■ Written task ■
Please write out the complete listing that follows, exactly as it reads.

start Dataset entries

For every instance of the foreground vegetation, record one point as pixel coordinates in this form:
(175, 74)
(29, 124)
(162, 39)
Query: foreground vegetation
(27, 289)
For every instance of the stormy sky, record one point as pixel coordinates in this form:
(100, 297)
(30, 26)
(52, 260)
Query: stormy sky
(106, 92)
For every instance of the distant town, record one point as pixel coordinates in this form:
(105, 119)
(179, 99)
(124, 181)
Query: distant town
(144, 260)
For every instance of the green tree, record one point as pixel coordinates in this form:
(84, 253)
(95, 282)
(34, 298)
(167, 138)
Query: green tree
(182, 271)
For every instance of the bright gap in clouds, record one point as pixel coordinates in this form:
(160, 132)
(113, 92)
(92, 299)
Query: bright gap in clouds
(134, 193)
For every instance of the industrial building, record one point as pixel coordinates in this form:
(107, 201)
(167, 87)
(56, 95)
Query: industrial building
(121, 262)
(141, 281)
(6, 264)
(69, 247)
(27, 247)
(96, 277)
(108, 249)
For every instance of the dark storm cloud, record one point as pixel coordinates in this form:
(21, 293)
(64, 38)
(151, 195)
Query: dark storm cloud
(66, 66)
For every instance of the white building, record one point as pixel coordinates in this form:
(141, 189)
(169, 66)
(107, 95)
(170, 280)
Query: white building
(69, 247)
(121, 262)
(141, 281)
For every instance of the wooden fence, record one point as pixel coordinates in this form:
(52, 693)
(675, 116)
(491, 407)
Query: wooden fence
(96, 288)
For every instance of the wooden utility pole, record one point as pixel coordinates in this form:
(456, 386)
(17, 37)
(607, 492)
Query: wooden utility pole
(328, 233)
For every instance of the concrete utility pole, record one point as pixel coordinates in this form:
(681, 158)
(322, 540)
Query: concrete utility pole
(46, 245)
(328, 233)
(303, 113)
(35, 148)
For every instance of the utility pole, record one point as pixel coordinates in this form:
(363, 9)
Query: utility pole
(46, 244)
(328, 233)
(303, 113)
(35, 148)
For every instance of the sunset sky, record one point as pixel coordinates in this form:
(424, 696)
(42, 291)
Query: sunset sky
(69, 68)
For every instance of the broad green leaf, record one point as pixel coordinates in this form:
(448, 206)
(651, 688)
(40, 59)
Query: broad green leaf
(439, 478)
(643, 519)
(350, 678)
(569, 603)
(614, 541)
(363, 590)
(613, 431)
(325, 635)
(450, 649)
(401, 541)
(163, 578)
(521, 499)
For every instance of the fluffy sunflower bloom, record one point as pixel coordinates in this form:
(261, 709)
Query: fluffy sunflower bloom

end Dataset entries

■ Exercise output ■
For every instance of the foreground vegetation, record one point as pixel coordinates in this form:
(175, 74)
(29, 124)
(162, 39)
Query: foreground vegetation
(27, 289)
For every instance of the stormy sky, record one point as pixel coordinates in this form:
(100, 297)
(30, 26)
(52, 260)
Query: stormy sky
(106, 92)
For every instance of the distant town, record one point as pixel coordinates in this form:
(105, 119)
(179, 99)
(124, 181)
Query: distant town
(144, 260)
For every instance of the green tree, record one point as pixel coordinates in this form:
(84, 253)
(95, 282)
(34, 298)
(167, 138)
Query: green tree
(182, 271)
For every instance of the bright gap in clouds, record one point as pixel coordinates in this form:
(160, 132)
(113, 92)
(92, 299)
Query: bright gap in clouds
(134, 193)
For every instance of the industrial building, record one point as pixel coordinates in this form:
(107, 201)
(167, 87)
(56, 95)
Query: industrial building
(121, 262)
(141, 281)
(6, 264)
(69, 247)
(27, 247)
(96, 277)
(108, 249)
For every instance of the dark storm cloud, record one point as pixel coordinates in this form:
(21, 293)
(64, 38)
(151, 195)
Query: dark storm cloud
(66, 66)
For every instance of the white building, record one point as pixel coordinates in this form:
(141, 189)
(169, 66)
(107, 95)
(170, 280)
Query: white building
(69, 247)
(121, 262)
(141, 281)
For every instance of the wooden fence, record one point as pixel coordinates in this form:
(52, 693)
(675, 116)
(491, 407)
Query: wooden fence
(96, 288)
For every instance of the wooden utility pole, record one point as pixel coordinates in this form:
(456, 386)
(17, 37)
(607, 492)
Query: wooden utility pole
(328, 233)
For every instance of the concrete utility pole, record one point as pixel coordinates in this form:
(681, 158)
(322, 540)
Query: concrete utility pole
(46, 245)
(328, 233)
(303, 113)
(35, 148)
For every instance of the utility pole, record one point as pixel coordinates in this form:
(363, 9)
Query: utility pole
(46, 244)
(328, 233)
(303, 113)
(35, 148)
For every instance of the sunset sky, record one point as pixel coordinates in this form:
(424, 696)
(42, 291)
Query: sunset sky
(69, 68)
For every instance of the broad green leaf, record one point as pixel coordinates in this form:
(448, 206)
(651, 688)
(40, 59)
Query: broad green leaf
(439, 478)
(643, 519)
(350, 678)
(569, 603)
(614, 541)
(363, 590)
(613, 431)
(325, 635)
(450, 649)
(401, 541)
(163, 578)
(521, 499)
For every instance of the fluffy sunflower bloom, record one point as pixel coordinates in this form:
(261, 709)
Query: fluffy sunflower bloom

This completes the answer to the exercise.